** Begin Reading text **

From e433a57650c1a95e17e05ed58e3069cfb8664db6 Mon Sep 17 00:00:00 2001
From: Samuel Pitoiset <samuel.pitoiset@gmail.com>
Date: Wed, 16 Apr 2025 13:06:11 +0200
Subject: [PATCH] ac,radeonsi: rework computing scratch wavesize and tmpring
 register

To be re-used by RADV.

Signed-off-by: Samuel Pitoiset <samuel.pitoiset@gmail.com>
Part-of: <https://gitlab.freedesktop.org/mesa/mesa/-/merge_requests/34549>
---
 src/amd/common/ac_shader_util.c               | 39 ++++++++++---------
 src/amd/common/ac_shader_util.h               |  7 ++--
 src/gallium/drivers/radeonsi/si_compute.c     |  4 +-
 src/gallium/drivers/radeonsi/si_pipe.c        | 19 +++++++--
 src/gallium/drivers/radeonsi/si_pipe.h        |  2 +
 .../drivers/radeonsi/si_state_shaders.cpp     |  3 +-
 6 files changed, 45 insertions(+), 29 deletions(-)

** End Reading text **
** Begin Collected data **

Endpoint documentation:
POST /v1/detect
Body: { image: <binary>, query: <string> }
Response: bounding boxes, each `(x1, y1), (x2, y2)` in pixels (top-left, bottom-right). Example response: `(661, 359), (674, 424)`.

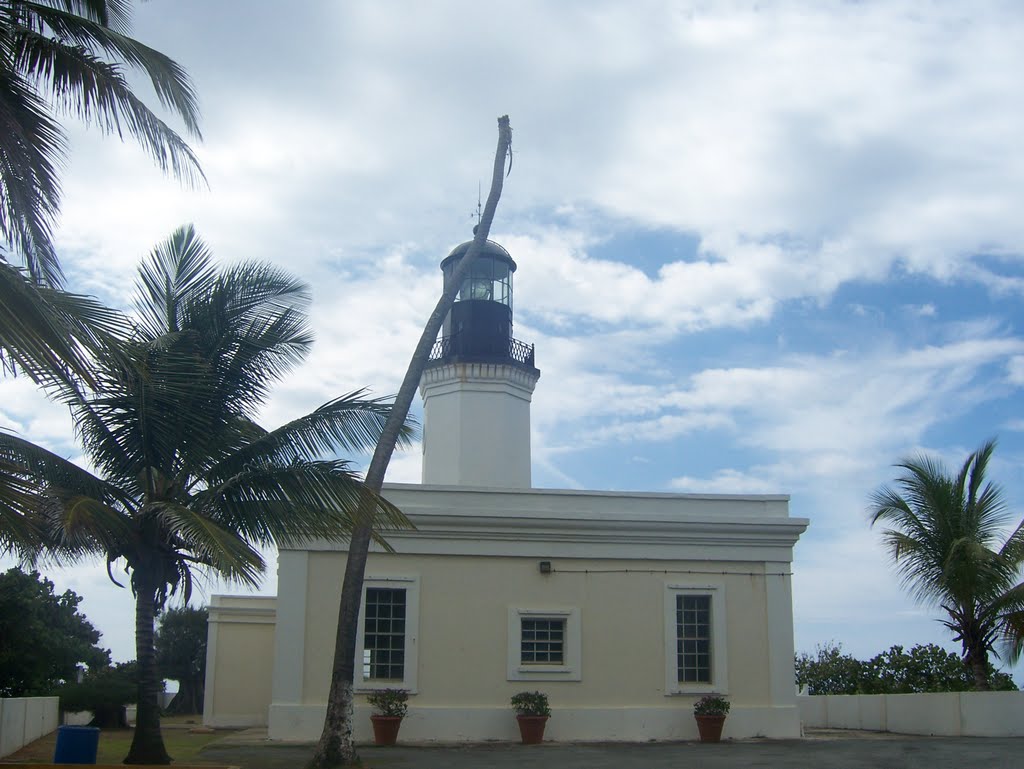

** End Collected data **

Summarize the patch header above in two sentences.

Samuel Pitoiset's patch, dated April 16, 2025, reworks how ac and radeonsi compute the scratch wavesize and the tmpring register so that the code can be reused by RADV. It touches six files, with 45 insertions and 29 deletions.